**Prompt**
Return each line of the items below that contains the string "window".

**Extracted data**
______________________________

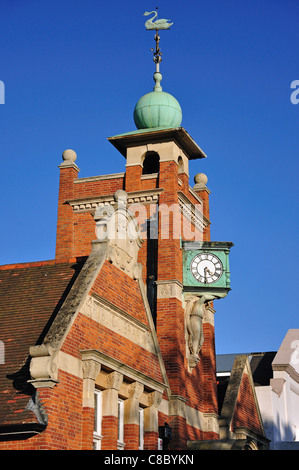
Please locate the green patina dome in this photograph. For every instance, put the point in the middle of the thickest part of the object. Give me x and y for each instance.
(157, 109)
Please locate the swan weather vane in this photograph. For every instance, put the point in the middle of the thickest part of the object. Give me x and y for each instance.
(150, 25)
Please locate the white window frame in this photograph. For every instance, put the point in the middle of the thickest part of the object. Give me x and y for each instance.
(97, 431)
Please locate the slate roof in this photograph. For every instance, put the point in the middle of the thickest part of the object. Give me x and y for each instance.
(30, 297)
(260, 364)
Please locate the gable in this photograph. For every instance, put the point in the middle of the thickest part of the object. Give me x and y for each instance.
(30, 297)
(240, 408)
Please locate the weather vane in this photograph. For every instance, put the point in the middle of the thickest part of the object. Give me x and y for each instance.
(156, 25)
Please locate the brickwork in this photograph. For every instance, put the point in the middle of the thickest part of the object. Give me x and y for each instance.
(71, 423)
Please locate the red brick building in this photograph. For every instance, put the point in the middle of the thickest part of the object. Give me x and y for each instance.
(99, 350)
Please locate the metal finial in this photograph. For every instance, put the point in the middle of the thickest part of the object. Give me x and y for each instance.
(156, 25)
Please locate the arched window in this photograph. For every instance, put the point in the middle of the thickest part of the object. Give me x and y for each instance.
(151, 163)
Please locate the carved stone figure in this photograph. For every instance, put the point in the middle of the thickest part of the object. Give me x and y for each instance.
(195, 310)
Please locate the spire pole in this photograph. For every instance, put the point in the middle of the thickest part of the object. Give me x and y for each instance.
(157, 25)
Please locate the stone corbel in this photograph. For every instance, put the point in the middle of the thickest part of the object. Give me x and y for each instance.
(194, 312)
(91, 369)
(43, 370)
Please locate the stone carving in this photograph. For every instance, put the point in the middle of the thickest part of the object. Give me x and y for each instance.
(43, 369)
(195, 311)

______________________________

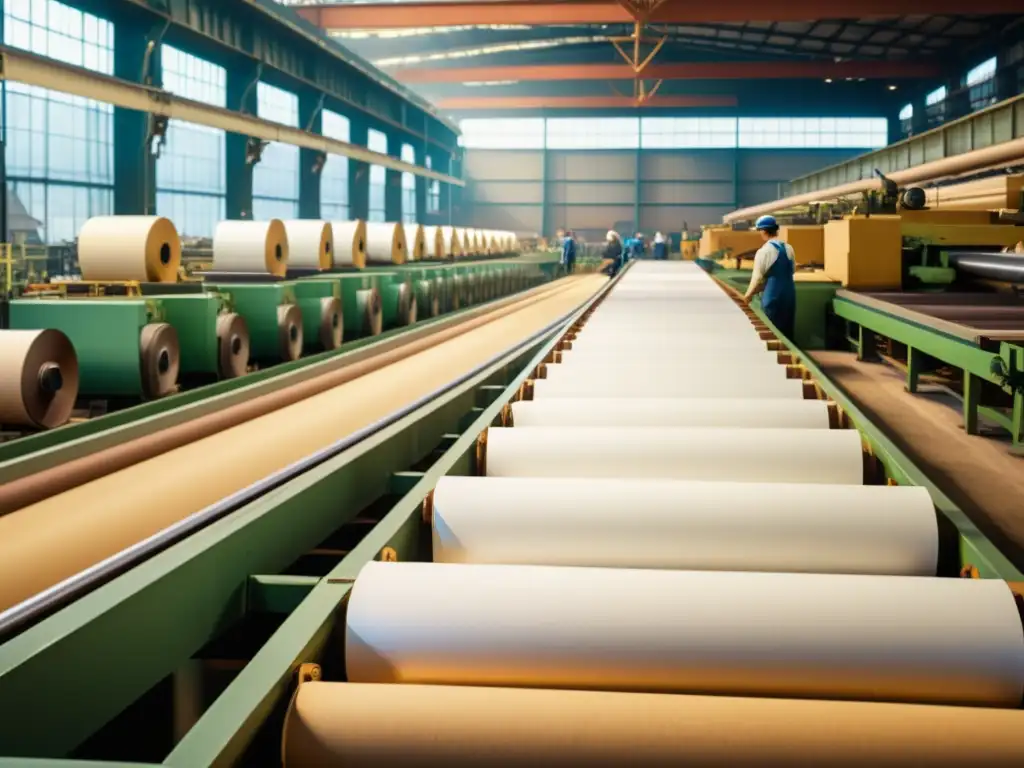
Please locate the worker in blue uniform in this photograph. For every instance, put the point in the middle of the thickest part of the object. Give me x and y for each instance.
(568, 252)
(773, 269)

______________________________

**Exercise solution**
Please locate the white window frame in this photograph. For every instance, put the point in the middle of the thickest part of the object. Give me x and y for each instance.
Please locate the arched window in this photograph. For every instance, put the point in the middle of the thickest part of the object. Give me x and y for each instance.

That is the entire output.